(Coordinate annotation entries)
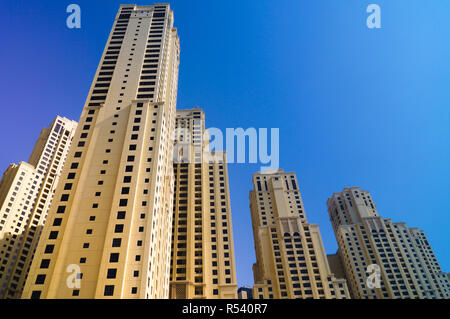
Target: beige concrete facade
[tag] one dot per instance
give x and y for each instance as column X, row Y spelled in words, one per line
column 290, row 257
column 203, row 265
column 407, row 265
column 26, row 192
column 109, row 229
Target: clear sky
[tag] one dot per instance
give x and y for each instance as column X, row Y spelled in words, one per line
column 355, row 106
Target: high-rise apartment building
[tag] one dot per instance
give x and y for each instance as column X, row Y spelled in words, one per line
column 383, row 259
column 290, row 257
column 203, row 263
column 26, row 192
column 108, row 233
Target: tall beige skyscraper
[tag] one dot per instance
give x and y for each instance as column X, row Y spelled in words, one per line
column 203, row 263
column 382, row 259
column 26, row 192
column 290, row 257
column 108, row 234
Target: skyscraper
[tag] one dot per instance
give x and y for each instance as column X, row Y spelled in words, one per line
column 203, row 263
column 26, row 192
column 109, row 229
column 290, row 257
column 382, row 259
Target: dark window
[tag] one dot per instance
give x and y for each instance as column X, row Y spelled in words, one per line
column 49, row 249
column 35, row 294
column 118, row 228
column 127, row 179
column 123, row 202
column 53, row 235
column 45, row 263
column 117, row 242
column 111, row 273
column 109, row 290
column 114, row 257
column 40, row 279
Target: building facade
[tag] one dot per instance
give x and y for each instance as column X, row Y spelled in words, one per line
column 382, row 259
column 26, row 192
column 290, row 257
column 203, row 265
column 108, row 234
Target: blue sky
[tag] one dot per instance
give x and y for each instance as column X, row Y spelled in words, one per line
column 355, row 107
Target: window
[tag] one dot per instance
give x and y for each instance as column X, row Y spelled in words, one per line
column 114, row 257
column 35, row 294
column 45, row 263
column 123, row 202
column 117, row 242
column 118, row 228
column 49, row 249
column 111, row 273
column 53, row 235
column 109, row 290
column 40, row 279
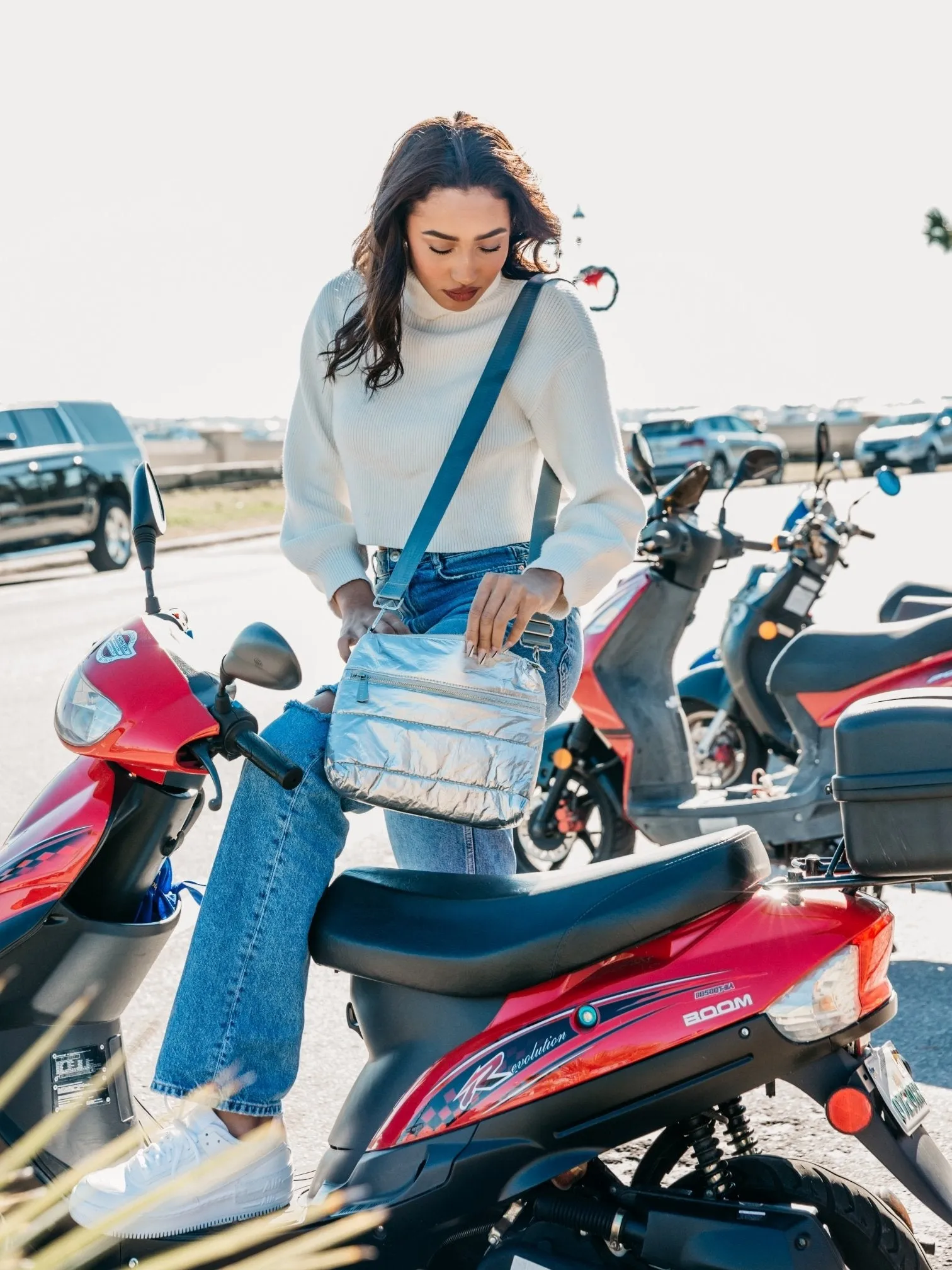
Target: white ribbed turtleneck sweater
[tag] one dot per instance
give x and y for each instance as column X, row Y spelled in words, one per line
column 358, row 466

▸ Work to complete: Render every entry above as a two-column CSV with the headers entry_text and answer, one row per entry, with each entry's text and its answer each in a single quoted field and line breaks replaced by spaces. Omit the pictures.

▸ Solution:
entry_text,answer
"Target: beige concrete facade [tag] one dot per instance give x and y for each instance as column X, row Y spelled in words, one per line","column 290, row 257 column 203, row 265 column 407, row 265 column 26, row 192 column 109, row 229"
"Target: clear sky [tag] one dot per instance give x and y for each instance as column X, row Y spelled in words, one per line","column 355, row 106"
"Target: high-rise apartment building [tag] one dot per instance give x and y for each instance as column X, row Y spelled in words, one per line","column 383, row 259 column 290, row 257 column 203, row 263 column 26, row 192 column 108, row 233"
"Target: tall beige skyscraper [tag] one dot per instance give x and y for each instance as column X, row Y spelled in words, one per line","column 203, row 263 column 382, row 259 column 26, row 192 column 290, row 257 column 108, row 234"
"Target: skyscraper [tag] one dot per instance give x and y for each instance as column X, row Y spelled in words, one per line","column 203, row 263 column 26, row 192 column 109, row 229 column 290, row 257 column 382, row 259"
"Target: dark window [tag] one dot per instance give x and y for each instance as column X, row Y spelled in words, one per line","column 49, row 249 column 35, row 294 column 118, row 228 column 127, row 179 column 123, row 202 column 53, row 235 column 45, row 263 column 117, row 242 column 111, row 273 column 109, row 290 column 114, row 257 column 40, row 279"
"Target: building facade [tag] one dot per instance give x and y for each instance as column X, row Y spelled in words, one per line","column 382, row 259 column 26, row 192 column 290, row 257 column 203, row 265 column 108, row 234"
"Target: blue sky [tag] one dot per instance give x and y for each instance as column X, row Y spelled in words, one per line","column 355, row 107"
"Target: window [tag] one dot per instance give x and y for each instance as column X, row Y spelled in words, one per line","column 114, row 257 column 35, row 294 column 45, row 263 column 123, row 202 column 117, row 242 column 118, row 228 column 49, row 249 column 111, row 273 column 53, row 235 column 109, row 290 column 40, row 279"
"Target: white ribbed turtleneck sweater [tag] one dot per instance give x and y for each instance as column X, row Y spelled in words, one per line","column 358, row 466"